[A block of data]
=-=-=-=-=

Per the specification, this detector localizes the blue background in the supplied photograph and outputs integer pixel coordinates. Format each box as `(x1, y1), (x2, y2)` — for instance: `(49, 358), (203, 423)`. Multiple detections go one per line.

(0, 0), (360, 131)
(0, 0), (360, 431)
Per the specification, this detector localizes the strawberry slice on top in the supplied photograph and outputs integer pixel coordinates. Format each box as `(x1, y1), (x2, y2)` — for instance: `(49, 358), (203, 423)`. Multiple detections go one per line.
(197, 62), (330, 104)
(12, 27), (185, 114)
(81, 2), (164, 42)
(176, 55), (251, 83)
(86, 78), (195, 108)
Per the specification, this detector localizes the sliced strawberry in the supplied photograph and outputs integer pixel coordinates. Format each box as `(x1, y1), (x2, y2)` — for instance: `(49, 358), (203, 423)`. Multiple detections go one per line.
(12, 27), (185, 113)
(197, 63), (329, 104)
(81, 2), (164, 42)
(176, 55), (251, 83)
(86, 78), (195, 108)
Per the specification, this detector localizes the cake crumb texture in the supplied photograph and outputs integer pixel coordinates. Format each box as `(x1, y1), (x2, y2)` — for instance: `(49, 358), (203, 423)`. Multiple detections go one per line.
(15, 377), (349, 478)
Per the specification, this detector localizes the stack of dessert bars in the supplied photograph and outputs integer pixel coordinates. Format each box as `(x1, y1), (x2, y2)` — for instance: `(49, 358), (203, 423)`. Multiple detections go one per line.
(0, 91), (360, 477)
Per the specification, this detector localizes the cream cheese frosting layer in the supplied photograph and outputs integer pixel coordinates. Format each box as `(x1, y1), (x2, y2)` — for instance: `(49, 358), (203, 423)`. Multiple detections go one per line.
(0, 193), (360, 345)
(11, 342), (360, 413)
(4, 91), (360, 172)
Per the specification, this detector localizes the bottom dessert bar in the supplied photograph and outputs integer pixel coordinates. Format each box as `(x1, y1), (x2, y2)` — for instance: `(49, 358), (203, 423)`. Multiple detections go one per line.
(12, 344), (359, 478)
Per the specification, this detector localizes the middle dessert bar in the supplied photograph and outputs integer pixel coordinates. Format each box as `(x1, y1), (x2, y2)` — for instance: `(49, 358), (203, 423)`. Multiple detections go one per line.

=-=-=-=-=

**Task requirements:**
Please rewrite the entries above, changing every "detector" to "locator" and leaving everything else unchanged.

**Answer for the task:**
Per the specification, this locator localizes the blue background in the supplied photograph and outputs integer pixel coordinates. Format each box as `(x1, y1), (x2, y2)` — for instance: `(49, 358), (203, 423)`. Multiple detections go one per line.

(0, 0), (360, 131)
(0, 0), (360, 431)
Per the specification, this locator localizes the strawberry slice on top in the supplied photograph and outputs integer pixel coordinates. Format each box as `(x1, y1), (x2, y2)` — for instance: `(49, 358), (203, 423)`. Multiple detections go one per line.
(197, 62), (330, 104)
(12, 27), (185, 114)
(81, 2), (164, 42)
(176, 55), (251, 83)
(86, 78), (195, 108)
Per the specification, this locator localizes the sliced strawberry in the supplied photograph and outputs integer pixel coordinates. Format each box as `(x1, y1), (x2, y2)` — for instance: `(49, 358), (203, 423)`. Multiple detections go one per line.
(12, 27), (185, 113)
(197, 63), (329, 104)
(81, 2), (164, 42)
(176, 55), (251, 83)
(86, 78), (195, 108)
Per the specification, this locator localizes the cake crumb texture in the supplied photograph and outputs integer pixel coordinates. Format each box as `(x1, y1), (x2, y2)` — for instance: `(49, 358), (203, 423)`. Multiple detections go one per line.
(15, 377), (349, 478)
Per the specification, this locator localizes the stack of dessert bars in the supplied photograph and outputs integer pixel coordinates. Format each box as `(x1, y1), (x2, y2)` — for instance: `(49, 358), (203, 423)`. Multiple detections go one per line.
(0, 91), (360, 477)
Per the specification, this locator localizes the cream cheese frosting layer in the supplied photograph and outputs integer pixel coordinates. Format each box as `(x1, y1), (x2, y2)` — for instance: `(49, 358), (203, 423)`. Multiple detections go one per line.
(0, 193), (360, 345)
(11, 342), (360, 413)
(4, 91), (360, 172)
Per the specification, this locator localizes the bottom dessert bar in the supplied photograph and outputs integer pixel coordinates. Format each box as `(x1, y1), (x2, y2)` — for instance: `(49, 358), (203, 423)`. Multiple detections go one per line.
(12, 344), (359, 478)
Per the specification, this locator localizes the middle dessert bar in the supplied photograph and outputs integer pixel coordinates. Format each box as `(x1, y1), (x2, y2)` — for instance: `(49, 358), (203, 423)`. Multiple detections go one per line.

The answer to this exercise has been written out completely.